Rewrite the lines between the one containing "[segment] boot laces" and the one containing "POLYGON ((260 400, 260", inclusive, with "Outlines" changed to "Shapes" and everything else kept the same.

[START OF DATA]

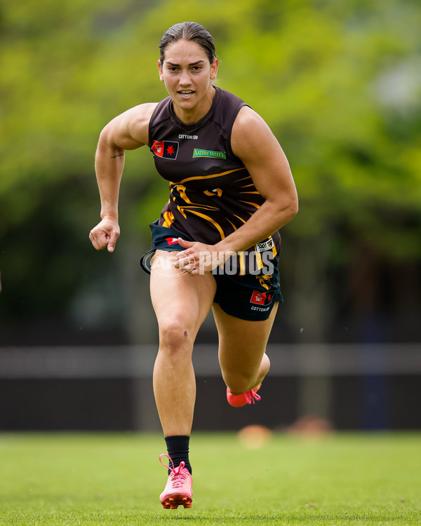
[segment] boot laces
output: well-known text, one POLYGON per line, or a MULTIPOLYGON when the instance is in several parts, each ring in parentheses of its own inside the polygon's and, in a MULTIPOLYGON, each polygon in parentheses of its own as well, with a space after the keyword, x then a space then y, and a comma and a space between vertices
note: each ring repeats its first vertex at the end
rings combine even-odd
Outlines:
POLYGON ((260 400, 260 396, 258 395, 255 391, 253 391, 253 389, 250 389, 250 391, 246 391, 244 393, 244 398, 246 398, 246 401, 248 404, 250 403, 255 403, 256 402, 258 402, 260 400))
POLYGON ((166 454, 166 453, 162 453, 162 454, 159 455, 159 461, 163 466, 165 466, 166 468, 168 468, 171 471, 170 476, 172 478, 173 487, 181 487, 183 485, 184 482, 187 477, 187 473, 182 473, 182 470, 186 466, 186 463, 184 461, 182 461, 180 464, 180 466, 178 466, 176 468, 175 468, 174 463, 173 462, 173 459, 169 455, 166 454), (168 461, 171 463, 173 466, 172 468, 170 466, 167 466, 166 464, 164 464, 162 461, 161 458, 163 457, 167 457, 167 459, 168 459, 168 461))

[END OF DATA]
[START OF DATA]

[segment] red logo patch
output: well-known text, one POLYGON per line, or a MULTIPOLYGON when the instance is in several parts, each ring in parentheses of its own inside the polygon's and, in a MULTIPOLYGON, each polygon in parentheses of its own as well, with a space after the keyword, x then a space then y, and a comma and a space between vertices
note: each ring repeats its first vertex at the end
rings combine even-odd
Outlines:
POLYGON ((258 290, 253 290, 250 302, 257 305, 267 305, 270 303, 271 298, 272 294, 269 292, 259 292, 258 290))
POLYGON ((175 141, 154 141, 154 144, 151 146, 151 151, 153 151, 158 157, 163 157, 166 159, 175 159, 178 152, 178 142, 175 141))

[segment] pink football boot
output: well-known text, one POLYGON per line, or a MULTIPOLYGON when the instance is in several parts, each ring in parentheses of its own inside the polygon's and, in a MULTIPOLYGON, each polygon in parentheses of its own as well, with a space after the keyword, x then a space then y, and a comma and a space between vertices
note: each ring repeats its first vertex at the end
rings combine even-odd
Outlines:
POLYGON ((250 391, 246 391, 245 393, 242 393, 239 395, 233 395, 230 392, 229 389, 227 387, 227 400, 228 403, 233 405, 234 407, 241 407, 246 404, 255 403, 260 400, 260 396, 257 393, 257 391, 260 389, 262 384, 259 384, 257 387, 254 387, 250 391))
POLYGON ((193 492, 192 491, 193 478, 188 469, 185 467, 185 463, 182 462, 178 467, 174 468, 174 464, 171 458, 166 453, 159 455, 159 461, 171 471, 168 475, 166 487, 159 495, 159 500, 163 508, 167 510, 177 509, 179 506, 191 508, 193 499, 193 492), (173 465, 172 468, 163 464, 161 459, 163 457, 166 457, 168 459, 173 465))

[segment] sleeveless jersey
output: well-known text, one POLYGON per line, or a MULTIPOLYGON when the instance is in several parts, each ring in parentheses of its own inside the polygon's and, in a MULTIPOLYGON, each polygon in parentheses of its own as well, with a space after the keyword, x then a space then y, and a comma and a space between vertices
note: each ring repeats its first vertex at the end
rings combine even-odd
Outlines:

[END OF DATA]
[START OF DATA]

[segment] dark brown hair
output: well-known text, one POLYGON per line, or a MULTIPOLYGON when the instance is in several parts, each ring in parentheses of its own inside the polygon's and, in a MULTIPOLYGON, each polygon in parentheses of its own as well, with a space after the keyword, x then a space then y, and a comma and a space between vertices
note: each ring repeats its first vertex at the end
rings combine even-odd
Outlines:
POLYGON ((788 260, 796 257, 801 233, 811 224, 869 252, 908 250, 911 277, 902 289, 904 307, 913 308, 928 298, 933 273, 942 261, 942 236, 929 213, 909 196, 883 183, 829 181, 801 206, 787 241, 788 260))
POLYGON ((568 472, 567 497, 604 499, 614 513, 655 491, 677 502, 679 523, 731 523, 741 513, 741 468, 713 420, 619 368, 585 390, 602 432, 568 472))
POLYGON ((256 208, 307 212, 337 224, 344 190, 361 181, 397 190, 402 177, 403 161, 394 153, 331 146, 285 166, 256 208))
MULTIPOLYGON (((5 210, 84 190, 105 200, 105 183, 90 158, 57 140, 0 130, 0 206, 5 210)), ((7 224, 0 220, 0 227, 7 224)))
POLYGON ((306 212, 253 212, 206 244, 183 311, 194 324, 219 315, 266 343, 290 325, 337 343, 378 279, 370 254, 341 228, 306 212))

[END OF DATA]

## WRITTEN RESPONSE
[segment] boot laces
output: well-known text, one POLYGON per line, or a MULTIPOLYGON when the instance is in several parts, each ring in parentheses of its own inside the polygon's and, in a MULTIPOLYGON, each polygon in parentheses of its own as well, with a space after the keyword, x then a space then y, and a comma and a space between vertices
note: each ring repeats its first vertex at the end
rings combine even-odd
Shapes:
POLYGON ((260 400, 260 396, 258 395, 255 391, 253 391, 253 389, 250 389, 250 391, 246 391, 244 393, 244 398, 246 398, 246 401, 248 404, 250 403, 255 403, 256 402, 258 402, 260 400))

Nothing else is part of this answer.